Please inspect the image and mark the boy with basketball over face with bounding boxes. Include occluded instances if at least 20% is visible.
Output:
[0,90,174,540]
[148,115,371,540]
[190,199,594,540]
◆ ◆ ◆ ◆ ◆
What needs to be done
Reproduce the entries above with "basketball" swapped for "volleyball", leaving everything else unchanged.

Correct answer
Please inspect the image and mark the boy with volleyball over face with bounding boxes. Include occluded instances if at least 20% is visible.
Output:
[0,90,174,540]
[148,115,371,540]
[190,199,594,540]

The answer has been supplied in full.